* Given problem: Write the next part of the news report on stocks slipping amid the debt-limit dispute, starting right after its last paragraph.
Start of Excerpted text
Tuesday, Jan. 15, 2013 | 10:05 a.m.
NEW YORK — Stocks edged lower on Wall Street as tensions rise in Washington over increasing the country's borrowing limit.
Treasury Secretary Timothy Geithner told congressional leaders in a letter late Monday that the U.S. government will reach its borrowing limit as soon as mid-February, earlier than expected. Federal Reserve Chairman Ben Bernanke also commented on the issue Monday, saying it was one of the "critical fiscal watersheds" for the government in coming weeks.
The Dow Jones industrial average fell 11 points to 13,495 as of 12:03 p.m. EST. The Standard and Poor's 500 dropped two points to 1,468, the Nasdaq composite index fell 14 points to 3,102.
President Barack Obama has criticized congressional Republicans for linking talks over raising the debt ceiling to ongoing budget negotiations. Obama said the consequences of the U.S. government defaulting on its debt would be disastrous and shouldn't be used as a bargaining chip to extract concessions on spending cuts
"We are very concerned how the market is going to respond to all the news events that will be coming out of Washington over the next few months," said Eric Wiegand, a senior portfolio manager at U.S. Bank Wealth Management. "It really comes down to the uncertainty and the risk of a further downgrade of our debt."
End of Excerpted text
Start of Dataset excerpt
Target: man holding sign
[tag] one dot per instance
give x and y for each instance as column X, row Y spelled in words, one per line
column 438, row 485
End of Dataset excerpt
* Result:
Markets were roiled in the summer of 2011 as lawmakers haggled over an increase to the debt limit. The dispute cost the U.S. its AAA ranking from the credit-rating firm Standard and Poor's.
Apple fell $17 to $484, its third daily drop. The stock hasn't closed below $500 in almost a year. Apple slumped 3.6 percent Monday on concern that demand for its iPhone 5 is slowing.
Stocks dropped Tuesday despite a report that retail sales increased in December. Consumers bought more autos, furniture and clothing, despite worries about potential tax increases. Sales rose 0.5 percent in December from November, slightly better than November's 0.4 percent increase and the best showing since September, the Commerce Department said Tuesday.
The outlook for manufacturing in New York state worsened in January, according to survey by the Federal Reserve Bank of New York. The bank's Empire State Manufacturing Survey produced a reading of minus 7.8 for the month, indicating contraction.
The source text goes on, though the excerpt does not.